■ **PROBLEM DESCRIPTION**: Report every line of the material below that contains the word "black", copying each such line in full.

■ **DATA ENTRIES**:
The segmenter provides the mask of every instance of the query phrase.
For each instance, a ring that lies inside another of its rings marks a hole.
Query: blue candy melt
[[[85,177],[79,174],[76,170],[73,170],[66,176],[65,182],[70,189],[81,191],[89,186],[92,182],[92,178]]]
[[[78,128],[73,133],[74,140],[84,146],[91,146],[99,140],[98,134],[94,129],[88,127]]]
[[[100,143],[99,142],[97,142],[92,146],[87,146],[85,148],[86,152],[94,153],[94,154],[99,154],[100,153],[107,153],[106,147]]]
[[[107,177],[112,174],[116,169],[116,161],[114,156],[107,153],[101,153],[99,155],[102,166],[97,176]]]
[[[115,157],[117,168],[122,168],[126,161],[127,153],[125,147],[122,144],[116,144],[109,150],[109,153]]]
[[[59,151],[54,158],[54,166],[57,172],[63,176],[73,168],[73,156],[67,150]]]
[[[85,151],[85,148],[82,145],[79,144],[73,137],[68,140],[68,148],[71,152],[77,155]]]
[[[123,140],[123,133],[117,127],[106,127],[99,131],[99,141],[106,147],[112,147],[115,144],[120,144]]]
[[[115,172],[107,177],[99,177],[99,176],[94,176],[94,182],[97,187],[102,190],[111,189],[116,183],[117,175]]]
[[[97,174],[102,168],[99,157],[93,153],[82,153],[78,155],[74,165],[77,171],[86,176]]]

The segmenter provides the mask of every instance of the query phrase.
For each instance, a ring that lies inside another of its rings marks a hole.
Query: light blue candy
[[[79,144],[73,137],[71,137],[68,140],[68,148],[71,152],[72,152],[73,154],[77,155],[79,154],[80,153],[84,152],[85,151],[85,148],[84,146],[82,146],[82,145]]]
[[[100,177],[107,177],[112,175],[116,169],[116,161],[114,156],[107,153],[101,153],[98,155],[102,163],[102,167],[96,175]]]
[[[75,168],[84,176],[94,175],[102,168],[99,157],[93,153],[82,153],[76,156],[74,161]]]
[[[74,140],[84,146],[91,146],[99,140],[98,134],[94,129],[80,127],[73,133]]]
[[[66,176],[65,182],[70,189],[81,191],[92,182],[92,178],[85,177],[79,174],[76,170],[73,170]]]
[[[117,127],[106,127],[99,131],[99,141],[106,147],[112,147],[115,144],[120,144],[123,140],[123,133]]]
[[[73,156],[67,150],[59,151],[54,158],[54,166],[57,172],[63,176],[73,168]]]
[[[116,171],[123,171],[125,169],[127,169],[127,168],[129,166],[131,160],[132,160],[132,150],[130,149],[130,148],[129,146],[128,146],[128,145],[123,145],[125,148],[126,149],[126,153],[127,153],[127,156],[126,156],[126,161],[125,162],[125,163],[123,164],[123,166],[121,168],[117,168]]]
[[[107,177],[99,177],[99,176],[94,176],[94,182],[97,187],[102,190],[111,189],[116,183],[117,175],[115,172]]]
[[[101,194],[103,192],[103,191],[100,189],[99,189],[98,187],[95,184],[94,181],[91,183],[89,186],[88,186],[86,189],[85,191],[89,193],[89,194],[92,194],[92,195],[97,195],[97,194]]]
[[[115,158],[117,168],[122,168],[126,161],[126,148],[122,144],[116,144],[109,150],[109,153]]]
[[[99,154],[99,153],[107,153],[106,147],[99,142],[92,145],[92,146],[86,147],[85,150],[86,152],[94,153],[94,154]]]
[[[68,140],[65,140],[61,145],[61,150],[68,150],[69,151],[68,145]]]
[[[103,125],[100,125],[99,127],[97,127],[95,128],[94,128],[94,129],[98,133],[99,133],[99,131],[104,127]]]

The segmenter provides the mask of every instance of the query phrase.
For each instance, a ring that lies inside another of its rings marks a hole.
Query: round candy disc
==
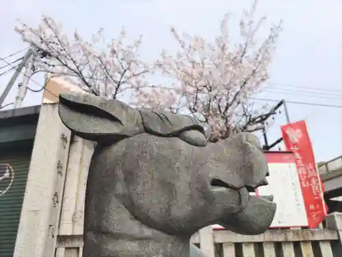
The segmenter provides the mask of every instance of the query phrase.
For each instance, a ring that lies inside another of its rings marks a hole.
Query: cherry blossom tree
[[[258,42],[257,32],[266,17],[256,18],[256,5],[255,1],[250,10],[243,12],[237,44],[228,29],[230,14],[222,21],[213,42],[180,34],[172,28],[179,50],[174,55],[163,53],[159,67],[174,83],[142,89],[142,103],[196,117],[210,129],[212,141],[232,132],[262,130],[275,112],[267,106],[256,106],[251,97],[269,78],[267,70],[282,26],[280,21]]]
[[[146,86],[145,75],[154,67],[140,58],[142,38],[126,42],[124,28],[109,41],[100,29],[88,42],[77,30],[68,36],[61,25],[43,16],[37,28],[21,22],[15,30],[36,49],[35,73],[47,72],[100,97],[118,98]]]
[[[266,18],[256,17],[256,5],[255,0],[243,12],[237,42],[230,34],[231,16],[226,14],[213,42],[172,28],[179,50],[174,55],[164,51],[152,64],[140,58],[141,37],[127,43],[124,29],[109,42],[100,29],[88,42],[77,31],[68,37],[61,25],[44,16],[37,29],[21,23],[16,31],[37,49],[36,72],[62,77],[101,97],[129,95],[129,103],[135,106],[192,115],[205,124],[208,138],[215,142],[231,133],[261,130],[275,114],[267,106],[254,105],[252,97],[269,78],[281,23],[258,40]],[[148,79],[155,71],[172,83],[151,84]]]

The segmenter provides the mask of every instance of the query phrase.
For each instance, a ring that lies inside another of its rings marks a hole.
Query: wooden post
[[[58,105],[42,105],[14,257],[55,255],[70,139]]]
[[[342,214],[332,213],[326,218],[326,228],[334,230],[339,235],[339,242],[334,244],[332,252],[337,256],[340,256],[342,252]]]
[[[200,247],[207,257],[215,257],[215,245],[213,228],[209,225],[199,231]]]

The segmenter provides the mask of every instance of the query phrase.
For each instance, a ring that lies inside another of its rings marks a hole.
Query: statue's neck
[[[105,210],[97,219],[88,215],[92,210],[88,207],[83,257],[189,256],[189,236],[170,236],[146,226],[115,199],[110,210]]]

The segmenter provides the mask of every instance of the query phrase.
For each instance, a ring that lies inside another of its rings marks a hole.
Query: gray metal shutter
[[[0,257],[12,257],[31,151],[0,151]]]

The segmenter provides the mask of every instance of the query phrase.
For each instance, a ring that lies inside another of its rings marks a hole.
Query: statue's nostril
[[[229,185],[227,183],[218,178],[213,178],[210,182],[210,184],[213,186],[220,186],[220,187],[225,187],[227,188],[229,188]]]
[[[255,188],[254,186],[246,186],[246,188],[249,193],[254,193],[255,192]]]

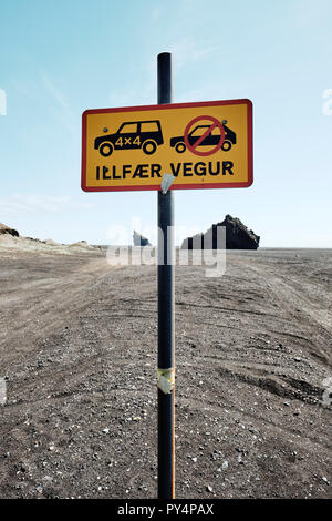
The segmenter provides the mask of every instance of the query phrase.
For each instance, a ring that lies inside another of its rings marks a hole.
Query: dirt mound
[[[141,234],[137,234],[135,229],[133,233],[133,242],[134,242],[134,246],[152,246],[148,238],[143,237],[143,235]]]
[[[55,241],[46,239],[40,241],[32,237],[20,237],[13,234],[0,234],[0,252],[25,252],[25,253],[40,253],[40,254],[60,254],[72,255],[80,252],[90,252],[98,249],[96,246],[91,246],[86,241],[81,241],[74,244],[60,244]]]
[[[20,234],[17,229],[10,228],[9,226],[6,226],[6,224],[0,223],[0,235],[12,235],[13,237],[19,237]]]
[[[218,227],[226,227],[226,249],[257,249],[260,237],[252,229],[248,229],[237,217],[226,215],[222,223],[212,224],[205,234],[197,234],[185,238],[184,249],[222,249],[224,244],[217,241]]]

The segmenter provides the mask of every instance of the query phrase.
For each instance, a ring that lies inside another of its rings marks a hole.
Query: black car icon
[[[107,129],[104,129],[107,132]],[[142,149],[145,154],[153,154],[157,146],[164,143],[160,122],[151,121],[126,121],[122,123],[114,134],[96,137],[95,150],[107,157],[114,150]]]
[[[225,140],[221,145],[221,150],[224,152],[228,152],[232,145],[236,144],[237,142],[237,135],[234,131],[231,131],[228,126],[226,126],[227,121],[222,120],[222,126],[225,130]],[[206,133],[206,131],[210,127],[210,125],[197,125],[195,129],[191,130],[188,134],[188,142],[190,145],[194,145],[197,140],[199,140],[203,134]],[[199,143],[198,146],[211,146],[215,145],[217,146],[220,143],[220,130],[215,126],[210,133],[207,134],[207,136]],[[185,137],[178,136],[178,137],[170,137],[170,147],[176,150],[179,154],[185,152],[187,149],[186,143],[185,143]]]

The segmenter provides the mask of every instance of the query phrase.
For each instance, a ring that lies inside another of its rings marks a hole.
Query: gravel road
* * *
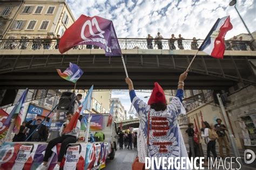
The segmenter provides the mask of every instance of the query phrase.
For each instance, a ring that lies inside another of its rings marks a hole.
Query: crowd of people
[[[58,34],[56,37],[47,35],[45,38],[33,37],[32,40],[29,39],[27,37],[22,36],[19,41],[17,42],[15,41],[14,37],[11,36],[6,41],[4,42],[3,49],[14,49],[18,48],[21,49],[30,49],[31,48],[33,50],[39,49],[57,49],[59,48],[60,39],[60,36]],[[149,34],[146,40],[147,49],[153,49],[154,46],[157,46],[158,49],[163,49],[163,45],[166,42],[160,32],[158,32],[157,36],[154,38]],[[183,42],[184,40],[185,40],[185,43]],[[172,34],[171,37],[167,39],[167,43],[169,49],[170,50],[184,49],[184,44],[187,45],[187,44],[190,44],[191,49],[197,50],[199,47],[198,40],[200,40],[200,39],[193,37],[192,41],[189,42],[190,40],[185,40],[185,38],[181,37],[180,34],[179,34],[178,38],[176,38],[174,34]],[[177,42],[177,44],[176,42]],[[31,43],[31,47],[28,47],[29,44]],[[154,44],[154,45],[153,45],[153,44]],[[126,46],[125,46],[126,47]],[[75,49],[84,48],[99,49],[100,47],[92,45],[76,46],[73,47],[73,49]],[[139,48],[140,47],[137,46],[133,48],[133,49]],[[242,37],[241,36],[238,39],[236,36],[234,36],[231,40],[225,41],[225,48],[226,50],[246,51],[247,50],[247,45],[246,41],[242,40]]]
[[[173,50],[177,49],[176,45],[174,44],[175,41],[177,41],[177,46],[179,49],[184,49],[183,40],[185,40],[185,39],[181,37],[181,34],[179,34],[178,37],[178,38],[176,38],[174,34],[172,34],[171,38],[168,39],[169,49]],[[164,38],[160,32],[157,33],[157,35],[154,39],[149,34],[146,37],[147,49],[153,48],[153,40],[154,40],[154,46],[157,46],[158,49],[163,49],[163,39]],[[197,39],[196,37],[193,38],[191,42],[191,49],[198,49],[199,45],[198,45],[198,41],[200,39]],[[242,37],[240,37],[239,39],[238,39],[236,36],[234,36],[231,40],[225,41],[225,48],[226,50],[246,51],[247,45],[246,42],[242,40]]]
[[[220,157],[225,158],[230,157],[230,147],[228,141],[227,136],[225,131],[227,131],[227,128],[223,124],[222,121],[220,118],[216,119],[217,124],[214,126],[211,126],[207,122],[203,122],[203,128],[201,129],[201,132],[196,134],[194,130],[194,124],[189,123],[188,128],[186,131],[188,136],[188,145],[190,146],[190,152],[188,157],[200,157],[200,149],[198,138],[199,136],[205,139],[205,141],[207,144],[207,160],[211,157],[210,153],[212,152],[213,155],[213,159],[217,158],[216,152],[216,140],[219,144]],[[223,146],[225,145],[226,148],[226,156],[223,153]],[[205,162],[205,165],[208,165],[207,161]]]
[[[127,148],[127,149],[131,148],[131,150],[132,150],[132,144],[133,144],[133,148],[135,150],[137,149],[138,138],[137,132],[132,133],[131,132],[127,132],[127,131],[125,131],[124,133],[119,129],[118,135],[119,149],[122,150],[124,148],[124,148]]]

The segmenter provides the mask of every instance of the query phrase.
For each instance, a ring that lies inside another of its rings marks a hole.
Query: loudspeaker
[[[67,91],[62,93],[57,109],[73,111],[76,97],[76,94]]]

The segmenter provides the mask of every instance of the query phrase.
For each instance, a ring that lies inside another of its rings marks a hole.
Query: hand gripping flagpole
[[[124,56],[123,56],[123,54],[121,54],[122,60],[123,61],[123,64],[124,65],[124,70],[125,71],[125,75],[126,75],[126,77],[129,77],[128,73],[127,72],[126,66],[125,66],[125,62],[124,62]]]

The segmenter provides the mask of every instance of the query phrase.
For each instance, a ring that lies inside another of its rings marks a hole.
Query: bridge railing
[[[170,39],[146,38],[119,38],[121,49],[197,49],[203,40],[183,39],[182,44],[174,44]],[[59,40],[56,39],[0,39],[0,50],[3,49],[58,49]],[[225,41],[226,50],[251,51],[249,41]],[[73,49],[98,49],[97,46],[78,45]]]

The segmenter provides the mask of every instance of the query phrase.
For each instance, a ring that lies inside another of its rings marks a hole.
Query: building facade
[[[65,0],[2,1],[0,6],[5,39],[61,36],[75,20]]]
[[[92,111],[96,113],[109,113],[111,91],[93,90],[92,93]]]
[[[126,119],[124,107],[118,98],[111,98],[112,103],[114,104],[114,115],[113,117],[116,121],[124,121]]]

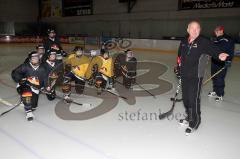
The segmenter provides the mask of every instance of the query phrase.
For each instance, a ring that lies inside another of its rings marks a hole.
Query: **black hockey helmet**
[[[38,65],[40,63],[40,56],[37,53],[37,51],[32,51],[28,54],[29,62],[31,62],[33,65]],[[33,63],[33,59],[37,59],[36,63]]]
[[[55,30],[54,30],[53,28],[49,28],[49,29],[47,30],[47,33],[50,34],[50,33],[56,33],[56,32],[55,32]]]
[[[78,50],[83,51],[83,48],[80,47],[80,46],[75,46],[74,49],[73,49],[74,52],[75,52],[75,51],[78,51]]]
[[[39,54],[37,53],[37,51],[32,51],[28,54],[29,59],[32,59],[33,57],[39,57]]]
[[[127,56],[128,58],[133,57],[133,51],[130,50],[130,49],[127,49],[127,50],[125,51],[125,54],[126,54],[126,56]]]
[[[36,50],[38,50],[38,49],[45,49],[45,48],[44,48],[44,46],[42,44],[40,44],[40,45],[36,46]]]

■ **ANSWER BELOW**:
Query: black car icon
Query: **black hockey helmet**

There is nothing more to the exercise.